» Data for this task:
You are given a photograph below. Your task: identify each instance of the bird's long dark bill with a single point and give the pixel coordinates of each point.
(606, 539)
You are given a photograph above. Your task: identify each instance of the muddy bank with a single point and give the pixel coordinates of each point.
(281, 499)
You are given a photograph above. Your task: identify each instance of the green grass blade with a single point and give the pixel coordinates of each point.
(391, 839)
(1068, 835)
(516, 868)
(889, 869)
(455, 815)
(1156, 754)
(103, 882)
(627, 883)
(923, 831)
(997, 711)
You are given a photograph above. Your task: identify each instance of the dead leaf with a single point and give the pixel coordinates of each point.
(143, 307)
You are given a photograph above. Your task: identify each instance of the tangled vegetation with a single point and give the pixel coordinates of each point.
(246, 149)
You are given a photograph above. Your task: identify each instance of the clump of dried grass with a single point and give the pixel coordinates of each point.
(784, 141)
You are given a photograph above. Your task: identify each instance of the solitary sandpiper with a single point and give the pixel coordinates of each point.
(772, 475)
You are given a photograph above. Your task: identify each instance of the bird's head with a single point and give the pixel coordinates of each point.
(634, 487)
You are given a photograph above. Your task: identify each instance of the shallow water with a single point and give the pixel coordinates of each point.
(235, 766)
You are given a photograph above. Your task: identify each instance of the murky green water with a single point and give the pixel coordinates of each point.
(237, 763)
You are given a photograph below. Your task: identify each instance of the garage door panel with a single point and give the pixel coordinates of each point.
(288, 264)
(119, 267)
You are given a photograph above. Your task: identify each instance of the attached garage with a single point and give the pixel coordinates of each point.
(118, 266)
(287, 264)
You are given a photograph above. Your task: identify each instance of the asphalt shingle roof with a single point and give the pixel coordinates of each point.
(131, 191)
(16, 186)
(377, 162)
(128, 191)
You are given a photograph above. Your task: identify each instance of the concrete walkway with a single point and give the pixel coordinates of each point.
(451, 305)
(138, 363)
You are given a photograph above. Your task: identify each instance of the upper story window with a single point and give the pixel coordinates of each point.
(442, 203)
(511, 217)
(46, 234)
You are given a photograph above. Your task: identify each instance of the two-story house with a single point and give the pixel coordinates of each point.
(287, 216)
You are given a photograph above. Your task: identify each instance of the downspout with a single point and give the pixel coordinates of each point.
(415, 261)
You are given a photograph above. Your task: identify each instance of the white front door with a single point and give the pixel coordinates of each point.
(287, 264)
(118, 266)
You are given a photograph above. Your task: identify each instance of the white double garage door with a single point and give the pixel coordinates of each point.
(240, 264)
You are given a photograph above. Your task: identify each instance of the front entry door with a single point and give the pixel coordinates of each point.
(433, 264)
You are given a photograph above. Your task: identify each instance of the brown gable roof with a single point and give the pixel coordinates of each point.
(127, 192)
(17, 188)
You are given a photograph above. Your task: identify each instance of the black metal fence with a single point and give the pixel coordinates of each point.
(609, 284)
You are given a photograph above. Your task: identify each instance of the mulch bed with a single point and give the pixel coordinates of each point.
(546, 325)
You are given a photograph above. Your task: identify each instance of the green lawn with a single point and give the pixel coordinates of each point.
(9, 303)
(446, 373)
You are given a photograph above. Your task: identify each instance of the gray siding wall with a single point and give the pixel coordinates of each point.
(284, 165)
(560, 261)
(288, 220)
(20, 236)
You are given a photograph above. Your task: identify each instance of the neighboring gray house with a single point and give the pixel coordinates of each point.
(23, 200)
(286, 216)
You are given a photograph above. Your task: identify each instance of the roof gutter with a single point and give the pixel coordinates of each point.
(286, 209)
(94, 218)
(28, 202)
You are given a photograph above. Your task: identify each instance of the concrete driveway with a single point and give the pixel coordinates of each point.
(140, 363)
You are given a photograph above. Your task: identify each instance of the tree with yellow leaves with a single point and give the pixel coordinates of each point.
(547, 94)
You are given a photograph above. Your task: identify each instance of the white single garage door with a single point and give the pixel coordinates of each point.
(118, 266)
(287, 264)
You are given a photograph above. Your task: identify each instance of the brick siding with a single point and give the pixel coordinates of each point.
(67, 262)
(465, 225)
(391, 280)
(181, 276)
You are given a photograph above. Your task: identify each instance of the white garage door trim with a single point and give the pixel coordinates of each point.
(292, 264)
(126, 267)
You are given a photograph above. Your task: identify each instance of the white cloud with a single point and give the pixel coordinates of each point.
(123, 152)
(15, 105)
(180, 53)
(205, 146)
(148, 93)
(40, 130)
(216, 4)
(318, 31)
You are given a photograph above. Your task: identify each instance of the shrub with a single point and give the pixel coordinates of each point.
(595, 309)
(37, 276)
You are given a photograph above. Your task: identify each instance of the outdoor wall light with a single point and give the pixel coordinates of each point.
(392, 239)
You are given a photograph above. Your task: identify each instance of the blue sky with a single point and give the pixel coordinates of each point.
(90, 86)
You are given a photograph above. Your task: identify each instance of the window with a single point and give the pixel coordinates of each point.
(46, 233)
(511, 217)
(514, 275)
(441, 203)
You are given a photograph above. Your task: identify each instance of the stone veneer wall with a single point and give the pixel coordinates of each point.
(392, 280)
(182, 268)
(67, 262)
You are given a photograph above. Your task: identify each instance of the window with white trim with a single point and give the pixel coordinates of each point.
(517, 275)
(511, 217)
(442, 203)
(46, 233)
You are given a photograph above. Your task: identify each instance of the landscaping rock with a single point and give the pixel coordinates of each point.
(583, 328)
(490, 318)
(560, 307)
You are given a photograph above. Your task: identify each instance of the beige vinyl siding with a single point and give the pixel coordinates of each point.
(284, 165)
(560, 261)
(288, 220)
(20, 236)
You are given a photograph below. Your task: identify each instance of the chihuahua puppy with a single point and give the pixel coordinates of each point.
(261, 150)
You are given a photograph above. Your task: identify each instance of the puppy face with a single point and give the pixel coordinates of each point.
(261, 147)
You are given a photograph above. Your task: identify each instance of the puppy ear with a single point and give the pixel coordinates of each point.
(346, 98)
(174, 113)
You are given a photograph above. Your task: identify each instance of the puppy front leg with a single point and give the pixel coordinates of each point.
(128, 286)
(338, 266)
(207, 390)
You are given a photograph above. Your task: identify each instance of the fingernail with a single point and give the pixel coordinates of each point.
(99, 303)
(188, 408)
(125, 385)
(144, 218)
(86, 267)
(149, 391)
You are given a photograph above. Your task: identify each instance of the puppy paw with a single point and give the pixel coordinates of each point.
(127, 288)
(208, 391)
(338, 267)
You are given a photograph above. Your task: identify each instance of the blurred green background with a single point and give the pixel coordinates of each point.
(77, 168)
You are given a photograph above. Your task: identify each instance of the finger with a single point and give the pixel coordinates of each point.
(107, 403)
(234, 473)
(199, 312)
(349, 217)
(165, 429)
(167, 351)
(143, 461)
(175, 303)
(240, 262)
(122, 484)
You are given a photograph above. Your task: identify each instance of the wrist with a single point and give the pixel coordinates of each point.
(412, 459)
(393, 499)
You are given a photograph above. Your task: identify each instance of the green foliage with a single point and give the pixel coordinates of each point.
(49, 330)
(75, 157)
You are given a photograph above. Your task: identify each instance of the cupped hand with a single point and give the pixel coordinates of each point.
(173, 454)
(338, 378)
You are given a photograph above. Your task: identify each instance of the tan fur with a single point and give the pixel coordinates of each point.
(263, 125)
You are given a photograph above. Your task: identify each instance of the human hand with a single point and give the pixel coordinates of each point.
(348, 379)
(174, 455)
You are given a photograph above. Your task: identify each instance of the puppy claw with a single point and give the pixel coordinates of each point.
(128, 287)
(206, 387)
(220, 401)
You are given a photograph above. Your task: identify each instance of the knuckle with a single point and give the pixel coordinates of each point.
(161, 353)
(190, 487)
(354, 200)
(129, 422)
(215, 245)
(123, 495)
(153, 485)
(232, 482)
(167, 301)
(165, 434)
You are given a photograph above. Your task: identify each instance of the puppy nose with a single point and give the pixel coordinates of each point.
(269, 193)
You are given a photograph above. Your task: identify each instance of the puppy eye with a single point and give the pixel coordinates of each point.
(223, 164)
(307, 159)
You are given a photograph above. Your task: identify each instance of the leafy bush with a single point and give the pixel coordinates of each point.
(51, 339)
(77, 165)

» Exercise directions: Copy the rows above from the line containing "of the knuckle" through the end of the rows, changing every "puppy" to "dog" and leaving everything else unchanged.

» Task answer:
You are given a photograph above. Your task: identify each instance of the knuckle with a single point and give the pixel coordinates of each point.
(161, 353)
(190, 487)
(354, 200)
(129, 422)
(215, 245)
(123, 495)
(153, 485)
(232, 482)
(167, 301)
(165, 434)
You are given a photograph above. Your task: identify each instance of the dog nose with a single point and give the pixel coordinates of each point.
(269, 193)
You are given a photograph above. Your task: identify each instance of the dog eye with a single point and give the pixel coordinates of each point.
(223, 164)
(307, 159)
You are given a photograph above. Your task: identify each instance of the leafy bush with a single point and give the pixel coordinates of each point.
(51, 339)
(77, 165)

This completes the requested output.